TASK DESCRIPTION. Each record beneath this line is to be copied exactly.

[Start of section]

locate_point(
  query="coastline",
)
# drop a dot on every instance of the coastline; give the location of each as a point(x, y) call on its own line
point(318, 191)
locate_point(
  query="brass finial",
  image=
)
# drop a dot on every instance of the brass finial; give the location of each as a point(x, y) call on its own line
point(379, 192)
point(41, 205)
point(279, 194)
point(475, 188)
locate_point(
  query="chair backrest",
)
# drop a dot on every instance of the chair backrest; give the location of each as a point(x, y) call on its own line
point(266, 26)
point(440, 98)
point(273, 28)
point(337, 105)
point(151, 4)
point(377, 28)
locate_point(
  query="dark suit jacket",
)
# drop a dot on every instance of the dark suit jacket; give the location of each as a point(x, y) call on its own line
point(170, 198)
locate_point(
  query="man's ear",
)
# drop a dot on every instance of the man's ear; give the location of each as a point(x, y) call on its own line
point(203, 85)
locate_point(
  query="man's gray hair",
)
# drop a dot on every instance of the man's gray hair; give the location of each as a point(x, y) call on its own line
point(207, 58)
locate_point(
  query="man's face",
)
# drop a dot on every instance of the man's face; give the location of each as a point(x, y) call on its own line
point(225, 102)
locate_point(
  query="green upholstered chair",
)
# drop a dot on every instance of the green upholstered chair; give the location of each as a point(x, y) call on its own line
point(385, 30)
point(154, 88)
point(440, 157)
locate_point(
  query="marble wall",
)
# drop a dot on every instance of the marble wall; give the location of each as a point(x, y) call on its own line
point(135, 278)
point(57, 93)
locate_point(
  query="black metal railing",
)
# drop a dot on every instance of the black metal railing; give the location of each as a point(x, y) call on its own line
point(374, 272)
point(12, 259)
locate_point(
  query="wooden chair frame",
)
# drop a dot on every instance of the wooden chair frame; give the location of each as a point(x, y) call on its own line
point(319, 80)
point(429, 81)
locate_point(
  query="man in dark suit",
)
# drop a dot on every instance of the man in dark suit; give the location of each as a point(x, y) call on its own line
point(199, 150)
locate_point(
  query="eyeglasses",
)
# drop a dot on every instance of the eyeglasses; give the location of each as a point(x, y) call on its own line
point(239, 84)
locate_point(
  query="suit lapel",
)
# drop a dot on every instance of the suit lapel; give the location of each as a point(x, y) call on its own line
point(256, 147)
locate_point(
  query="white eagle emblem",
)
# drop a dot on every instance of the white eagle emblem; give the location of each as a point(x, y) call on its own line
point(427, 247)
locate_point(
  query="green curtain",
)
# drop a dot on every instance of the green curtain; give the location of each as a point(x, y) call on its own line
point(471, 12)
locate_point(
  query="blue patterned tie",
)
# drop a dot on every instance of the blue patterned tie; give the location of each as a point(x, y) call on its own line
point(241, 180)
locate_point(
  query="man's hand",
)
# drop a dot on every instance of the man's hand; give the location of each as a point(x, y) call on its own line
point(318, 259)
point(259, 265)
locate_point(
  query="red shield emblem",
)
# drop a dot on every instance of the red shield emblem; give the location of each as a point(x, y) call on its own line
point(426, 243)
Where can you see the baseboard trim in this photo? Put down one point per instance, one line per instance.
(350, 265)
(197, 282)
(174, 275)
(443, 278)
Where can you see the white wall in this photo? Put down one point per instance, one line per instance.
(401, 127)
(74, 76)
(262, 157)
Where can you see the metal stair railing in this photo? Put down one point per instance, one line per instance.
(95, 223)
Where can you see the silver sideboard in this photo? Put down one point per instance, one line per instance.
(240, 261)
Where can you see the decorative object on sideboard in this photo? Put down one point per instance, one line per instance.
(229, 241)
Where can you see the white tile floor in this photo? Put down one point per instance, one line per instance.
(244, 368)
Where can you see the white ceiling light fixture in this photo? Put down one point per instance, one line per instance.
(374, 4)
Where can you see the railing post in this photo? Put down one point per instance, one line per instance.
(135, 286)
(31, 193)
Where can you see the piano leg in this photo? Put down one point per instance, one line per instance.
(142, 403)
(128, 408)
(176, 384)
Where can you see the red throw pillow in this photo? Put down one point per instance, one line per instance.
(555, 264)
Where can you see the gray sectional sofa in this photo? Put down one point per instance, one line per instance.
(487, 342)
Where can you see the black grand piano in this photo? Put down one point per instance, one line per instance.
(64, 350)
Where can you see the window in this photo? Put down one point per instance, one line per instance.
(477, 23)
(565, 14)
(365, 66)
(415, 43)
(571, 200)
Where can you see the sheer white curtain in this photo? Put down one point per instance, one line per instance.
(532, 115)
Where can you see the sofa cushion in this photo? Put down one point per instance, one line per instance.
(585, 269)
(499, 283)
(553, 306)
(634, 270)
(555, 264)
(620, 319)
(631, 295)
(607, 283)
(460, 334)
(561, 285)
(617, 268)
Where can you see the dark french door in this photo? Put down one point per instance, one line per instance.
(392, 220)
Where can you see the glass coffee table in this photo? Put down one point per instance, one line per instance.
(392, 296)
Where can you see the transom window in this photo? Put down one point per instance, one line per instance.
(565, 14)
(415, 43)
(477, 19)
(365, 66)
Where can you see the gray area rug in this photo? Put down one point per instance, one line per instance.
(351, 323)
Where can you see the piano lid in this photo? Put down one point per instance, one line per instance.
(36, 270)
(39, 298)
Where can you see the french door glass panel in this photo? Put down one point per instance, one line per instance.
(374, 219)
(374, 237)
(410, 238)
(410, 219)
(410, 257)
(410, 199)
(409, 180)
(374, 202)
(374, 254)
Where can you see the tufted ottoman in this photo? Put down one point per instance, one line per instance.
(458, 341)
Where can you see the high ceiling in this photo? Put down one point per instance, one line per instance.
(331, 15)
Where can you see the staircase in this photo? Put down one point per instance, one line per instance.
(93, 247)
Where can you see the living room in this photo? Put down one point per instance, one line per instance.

[End of section]

ANSWER SPACE.
locate_point(
  query="coastline",
)
# drop a dot on every instance of the coastline; give the location of each as a point(x, y) call on its own line
point(318, 191)
locate_point(
  query="brass finial",
  image=
)
# drop a dot on every instance of the brass finial; give the location of each as a point(x, y) call on its own line
point(379, 192)
point(41, 205)
point(279, 194)
point(475, 188)
locate_point(
  query="chair backrest",
)
# drop a dot on every instance of the chair backrest; give the location of each as a point(x, y) call on its own line
point(266, 26)
point(440, 98)
point(273, 28)
point(337, 105)
point(151, 4)
point(377, 28)
locate_point(
  query="dark suit jacket",
)
# drop a dot on every instance of the dark suit jacket; give the location of each as a point(x, y) call on its own line
point(170, 198)
locate_point(
  query="man's ear",
)
# drop a dot on every instance of the man's ear; give the location of each as a point(x, y) call on its own line
point(203, 85)
locate_point(
  query="man's gray hair",
)
# drop a dot on every instance of the man's gray hair; give the location of each as a point(x, y) call on its own line
point(207, 58)
locate_point(
  query="man's face",
)
# drop a dot on every instance of the man's face; give the location of each as a point(x, y) call on its own line
point(225, 102)
locate_point(
  query="green upholstered chair",
)
# drop a dot on every instance of the green upholstered chair; give the location of each as a point(x, y) call on its own line
point(385, 30)
point(154, 88)
point(440, 157)
locate_point(
  query="marble wall",
)
# drop a dot on every instance of the marble wall; give the location of each as a point(x, y) call on its own line
point(135, 278)
point(57, 93)
locate_point(
  query="black metal railing",
)
# drop a dot on every instance of the black metal railing; give the location of each as a point(x, y) call on its own line
point(374, 272)
point(12, 259)
locate_point(
  query="wooden chair frame",
)
# drop a dot on every instance of the wooden chair frame; give the location of each as a point(x, y) call on its own line
point(319, 80)
point(429, 81)
locate_point(
  query="man in dark suit",
)
# drop a dot on every instance of the man in dark suit; give the location of each as a point(x, y) call on its own line
point(199, 150)
locate_point(
  query="eyeglasses",
)
# drop a dot on every instance of the eyeglasses; give the location of each as a point(x, y) call on its own line
point(239, 84)
locate_point(
  query="suit lapel",
)
# drop a dot on every instance of the suit lapel; give the location of each as a point(x, y) call on its own line
point(256, 147)
locate_point(
  query="white eagle emblem",
)
# drop a dot on every instance of the white eagle emblem; give the location of each as a point(x, y) call on its own line
point(427, 247)
locate_point(
  query="green curtain",
)
# drop a dot on every instance of the green curtain; give the location of each as a point(x, y) call on its own line
point(471, 12)
locate_point(
  query="blue patterned tie",
)
# drop a dot on every instance of the blue patterned tie; give the location of each as a point(x, y) call on its own line
point(241, 180)
locate_point(
  query="man's hand",
)
# drop a dot on every instance of the man's hand; give the location of each as a point(x, y) call on its own line
point(318, 259)
point(259, 265)
locate_point(
  query="red shield emblem",
)
# drop a dot on every instance of the red shield emblem; give the location of each as a point(x, y) call on its own line
point(426, 243)
Where can you see the baseboard trim in this photo? Put down one point per instance, one line per instance.
(350, 265)
(197, 282)
(174, 275)
(443, 278)
Where can you see the white wall in this photo? Put down one point per instance, one line per instance.
(401, 127)
(74, 76)
(262, 157)
Where can you see the metal stair railing in this photo? Put down one point per instance, one line per instance.
(95, 223)
Where can you see the silver sideboard in this photo? Put down one point per instance, one line per instance.
(240, 261)
Where can you see the decorative object on sideboard in this photo? Put down one point per instance, one line per instance.
(229, 241)
Where can you see the white tile floor in this photo? Put down one point per instance, one line per instance.
(244, 368)
Where can you see the white ceiling light fixture in this photo? Put down one point per instance, one line per instance.
(374, 4)
Where can you see the railing post in this photo? Put down one point per instance, one line per instance.
(135, 286)
(31, 193)
Where can you see the piano leg in this photo? Put down one point per instance, one line per instance.
(142, 403)
(128, 408)
(176, 384)
Where can you see the red throw pillow in this photo? Put down one point per instance, one line per instance.
(555, 264)
Where can you see the gray sectional sofa in this photo? Put down one point per instance, one line per instance.
(487, 342)
Where can you see the black grand piano in this photo? Put down one point per instance, one line per instance.
(64, 350)
Where can you see the window in this photo? Put down one point per instance, one line per instance.
(477, 23)
(565, 14)
(365, 66)
(415, 43)
(571, 200)
Where can you see the sheer white curtain in this photo? Put down one point per instance, one line per instance.
(532, 115)
Where can you see the sofa cushion in this photo? Put down one point per instance, one line per instance.
(585, 269)
(499, 283)
(553, 306)
(634, 270)
(555, 264)
(620, 319)
(631, 295)
(607, 283)
(460, 334)
(561, 285)
(617, 268)
Where can you see the dark french door in this photo? Put down one point per instance, one line per instance.
(392, 220)
Where can you see the glass coffee table in this photo? Put down one point per instance, one line per instance.
(392, 296)
Where can you see the transom window in this photo? Put down one point per instance, one line per instance.
(565, 14)
(415, 43)
(477, 19)
(365, 66)
Where can you see the gray area rug in this photo? Put down one point per instance, one line per instance.
(351, 323)
Where can you see the piano lid in this photo? Put down one point per instance, one line per instance.
(36, 270)
(39, 298)
Where can you see the french door glass panel in this photo? Put down one point per instance, one line per instance.
(374, 219)
(374, 237)
(410, 238)
(410, 219)
(410, 257)
(410, 199)
(409, 180)
(374, 202)
(374, 254)
Where can you see the tufted ottoman in this photo? Put down one point per instance, one line per instance.
(458, 341)
Where can you see the high ceiling in this photo? Put down one point per instance, one line per instance.
(331, 15)
Where can you see the staircase in this photo? Put down one point per instance, one line per instance.
(93, 247)
Where can you see the living room in this photo? Put down one point per instance, one line per instance.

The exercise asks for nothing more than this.